* **JOB**
The line containing "[point] rocky ground" and every line after it, through the last, are to be extracted exactly; no other lines belong in the answer.

* **ENTRIES**
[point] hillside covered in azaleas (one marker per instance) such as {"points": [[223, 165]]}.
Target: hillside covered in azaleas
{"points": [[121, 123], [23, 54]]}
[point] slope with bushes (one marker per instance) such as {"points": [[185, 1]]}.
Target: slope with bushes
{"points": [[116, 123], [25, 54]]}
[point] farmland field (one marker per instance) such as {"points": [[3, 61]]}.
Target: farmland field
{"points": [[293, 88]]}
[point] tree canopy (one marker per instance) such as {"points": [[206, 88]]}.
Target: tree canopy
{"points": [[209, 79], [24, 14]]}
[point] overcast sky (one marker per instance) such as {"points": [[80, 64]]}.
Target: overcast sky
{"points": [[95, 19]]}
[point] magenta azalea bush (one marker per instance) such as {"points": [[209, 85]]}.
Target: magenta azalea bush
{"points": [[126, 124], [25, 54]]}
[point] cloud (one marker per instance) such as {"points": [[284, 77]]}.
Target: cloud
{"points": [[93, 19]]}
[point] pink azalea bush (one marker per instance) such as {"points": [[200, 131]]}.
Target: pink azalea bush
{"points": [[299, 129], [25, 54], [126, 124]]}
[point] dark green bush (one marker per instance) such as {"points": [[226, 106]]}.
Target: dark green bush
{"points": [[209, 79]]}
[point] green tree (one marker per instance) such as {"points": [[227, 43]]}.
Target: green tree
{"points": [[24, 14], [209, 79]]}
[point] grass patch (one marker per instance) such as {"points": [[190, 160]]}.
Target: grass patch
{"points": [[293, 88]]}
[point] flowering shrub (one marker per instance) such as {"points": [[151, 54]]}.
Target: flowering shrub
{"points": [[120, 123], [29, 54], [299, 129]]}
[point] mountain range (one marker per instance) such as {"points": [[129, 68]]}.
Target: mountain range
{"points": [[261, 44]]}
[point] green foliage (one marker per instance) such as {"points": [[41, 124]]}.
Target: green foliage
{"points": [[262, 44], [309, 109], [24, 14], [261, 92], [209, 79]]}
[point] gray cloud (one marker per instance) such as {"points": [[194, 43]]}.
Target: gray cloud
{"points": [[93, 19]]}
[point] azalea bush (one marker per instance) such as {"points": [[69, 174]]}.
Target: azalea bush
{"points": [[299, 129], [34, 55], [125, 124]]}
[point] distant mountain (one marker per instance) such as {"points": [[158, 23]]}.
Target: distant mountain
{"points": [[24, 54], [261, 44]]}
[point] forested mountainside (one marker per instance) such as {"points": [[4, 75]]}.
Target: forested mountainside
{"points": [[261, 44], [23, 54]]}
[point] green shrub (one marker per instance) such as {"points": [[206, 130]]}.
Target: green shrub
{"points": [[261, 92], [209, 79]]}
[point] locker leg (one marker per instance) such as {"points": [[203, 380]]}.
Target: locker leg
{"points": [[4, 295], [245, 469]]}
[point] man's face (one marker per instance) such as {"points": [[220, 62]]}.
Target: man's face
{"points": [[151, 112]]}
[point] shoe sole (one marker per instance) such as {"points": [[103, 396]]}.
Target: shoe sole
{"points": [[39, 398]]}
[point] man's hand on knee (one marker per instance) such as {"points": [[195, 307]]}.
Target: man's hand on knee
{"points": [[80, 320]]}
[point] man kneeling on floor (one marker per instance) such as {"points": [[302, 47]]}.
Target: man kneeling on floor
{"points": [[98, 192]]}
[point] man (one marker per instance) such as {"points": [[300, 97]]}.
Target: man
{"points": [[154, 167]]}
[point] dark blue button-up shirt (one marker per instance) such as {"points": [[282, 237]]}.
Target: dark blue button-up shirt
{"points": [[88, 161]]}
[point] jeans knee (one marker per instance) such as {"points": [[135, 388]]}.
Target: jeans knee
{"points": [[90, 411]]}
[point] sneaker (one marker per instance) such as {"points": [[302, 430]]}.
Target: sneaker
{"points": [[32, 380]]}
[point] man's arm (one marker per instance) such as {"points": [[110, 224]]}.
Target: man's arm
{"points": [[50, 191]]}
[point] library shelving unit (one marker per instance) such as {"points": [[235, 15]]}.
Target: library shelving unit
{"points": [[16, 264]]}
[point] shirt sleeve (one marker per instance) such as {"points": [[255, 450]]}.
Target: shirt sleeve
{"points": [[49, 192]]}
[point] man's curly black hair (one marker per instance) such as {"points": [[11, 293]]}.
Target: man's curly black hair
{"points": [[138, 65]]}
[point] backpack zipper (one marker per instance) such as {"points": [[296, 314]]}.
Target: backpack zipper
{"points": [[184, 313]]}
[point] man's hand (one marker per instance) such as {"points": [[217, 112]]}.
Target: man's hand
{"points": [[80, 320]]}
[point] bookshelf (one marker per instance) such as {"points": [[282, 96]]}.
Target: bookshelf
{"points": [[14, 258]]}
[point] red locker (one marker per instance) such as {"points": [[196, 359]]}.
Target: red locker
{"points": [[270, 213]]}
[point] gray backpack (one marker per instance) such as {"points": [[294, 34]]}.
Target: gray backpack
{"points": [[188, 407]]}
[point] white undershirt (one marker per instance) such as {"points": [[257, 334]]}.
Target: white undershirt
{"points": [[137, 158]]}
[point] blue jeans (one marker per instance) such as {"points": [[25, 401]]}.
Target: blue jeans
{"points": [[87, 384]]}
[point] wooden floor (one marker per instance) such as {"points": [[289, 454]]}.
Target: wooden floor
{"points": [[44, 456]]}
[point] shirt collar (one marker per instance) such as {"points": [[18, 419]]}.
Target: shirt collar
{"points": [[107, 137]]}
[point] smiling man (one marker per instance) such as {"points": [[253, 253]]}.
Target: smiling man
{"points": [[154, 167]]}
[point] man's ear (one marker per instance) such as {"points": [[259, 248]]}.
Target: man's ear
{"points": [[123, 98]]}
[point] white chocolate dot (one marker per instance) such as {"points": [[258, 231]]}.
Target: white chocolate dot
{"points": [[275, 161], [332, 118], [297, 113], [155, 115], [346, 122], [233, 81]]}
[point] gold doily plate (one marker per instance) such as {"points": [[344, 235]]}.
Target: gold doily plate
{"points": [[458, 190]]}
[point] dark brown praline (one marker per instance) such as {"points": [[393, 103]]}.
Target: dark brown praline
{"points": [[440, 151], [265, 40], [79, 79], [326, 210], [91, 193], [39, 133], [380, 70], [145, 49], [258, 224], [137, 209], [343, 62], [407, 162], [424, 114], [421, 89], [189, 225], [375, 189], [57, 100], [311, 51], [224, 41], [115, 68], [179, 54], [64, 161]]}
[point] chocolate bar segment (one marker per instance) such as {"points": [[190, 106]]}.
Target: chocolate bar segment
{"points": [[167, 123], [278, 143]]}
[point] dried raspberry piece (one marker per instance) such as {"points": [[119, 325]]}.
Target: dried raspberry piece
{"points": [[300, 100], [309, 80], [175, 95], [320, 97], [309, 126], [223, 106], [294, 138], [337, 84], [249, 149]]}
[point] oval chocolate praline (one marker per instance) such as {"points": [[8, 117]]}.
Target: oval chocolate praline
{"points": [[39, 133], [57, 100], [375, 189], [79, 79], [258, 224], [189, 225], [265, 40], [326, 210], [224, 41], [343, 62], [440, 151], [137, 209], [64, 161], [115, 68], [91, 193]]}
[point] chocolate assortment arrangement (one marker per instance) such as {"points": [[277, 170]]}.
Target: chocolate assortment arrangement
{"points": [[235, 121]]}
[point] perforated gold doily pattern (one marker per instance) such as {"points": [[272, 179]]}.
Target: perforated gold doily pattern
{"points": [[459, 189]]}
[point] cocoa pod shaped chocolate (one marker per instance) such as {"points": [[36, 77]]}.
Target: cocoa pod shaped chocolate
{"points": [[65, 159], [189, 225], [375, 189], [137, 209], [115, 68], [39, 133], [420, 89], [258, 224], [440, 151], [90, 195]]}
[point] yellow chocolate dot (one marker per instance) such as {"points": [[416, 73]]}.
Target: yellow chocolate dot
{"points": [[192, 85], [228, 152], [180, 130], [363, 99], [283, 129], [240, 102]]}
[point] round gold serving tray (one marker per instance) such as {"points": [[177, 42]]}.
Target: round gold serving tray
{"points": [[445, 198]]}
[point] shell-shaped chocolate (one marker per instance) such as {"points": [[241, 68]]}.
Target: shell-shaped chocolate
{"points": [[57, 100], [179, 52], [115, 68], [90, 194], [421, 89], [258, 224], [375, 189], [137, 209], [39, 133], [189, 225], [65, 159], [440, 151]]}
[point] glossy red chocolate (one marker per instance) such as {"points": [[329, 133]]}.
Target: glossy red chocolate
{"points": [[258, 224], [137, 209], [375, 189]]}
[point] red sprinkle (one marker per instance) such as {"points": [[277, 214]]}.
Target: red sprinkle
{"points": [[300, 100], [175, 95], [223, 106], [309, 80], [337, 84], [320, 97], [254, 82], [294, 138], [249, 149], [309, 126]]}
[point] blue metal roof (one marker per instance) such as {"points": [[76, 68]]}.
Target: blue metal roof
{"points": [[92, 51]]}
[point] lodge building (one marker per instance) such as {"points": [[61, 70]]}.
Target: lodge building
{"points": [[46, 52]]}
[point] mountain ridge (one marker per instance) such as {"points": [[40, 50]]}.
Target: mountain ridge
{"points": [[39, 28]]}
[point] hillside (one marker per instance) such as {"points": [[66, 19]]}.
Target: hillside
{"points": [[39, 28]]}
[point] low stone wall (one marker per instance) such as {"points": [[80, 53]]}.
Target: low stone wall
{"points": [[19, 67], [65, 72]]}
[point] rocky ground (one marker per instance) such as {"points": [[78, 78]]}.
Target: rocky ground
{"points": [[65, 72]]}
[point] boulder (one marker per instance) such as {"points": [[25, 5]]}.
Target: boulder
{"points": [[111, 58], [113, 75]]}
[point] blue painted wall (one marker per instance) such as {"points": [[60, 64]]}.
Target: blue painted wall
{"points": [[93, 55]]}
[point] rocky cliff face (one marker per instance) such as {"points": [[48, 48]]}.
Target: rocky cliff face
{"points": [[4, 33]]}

* **ANSWER TO THE TASK**
[point] rocky ground (one marker per instance) such as {"points": [[78, 78]]}.
Target: rocky ground
{"points": [[65, 72]]}
[point] boulder (one marker per instance) such as {"points": [[25, 5]]}.
Target: boulder
{"points": [[111, 58], [113, 75]]}
[point] blue painted wall (one marker per instance) such as {"points": [[60, 64]]}.
Target: blue painted wall
{"points": [[93, 55]]}
[point] rocky cliff face (one marker per instance) such as {"points": [[48, 48]]}.
Target: rocky cliff face
{"points": [[4, 33]]}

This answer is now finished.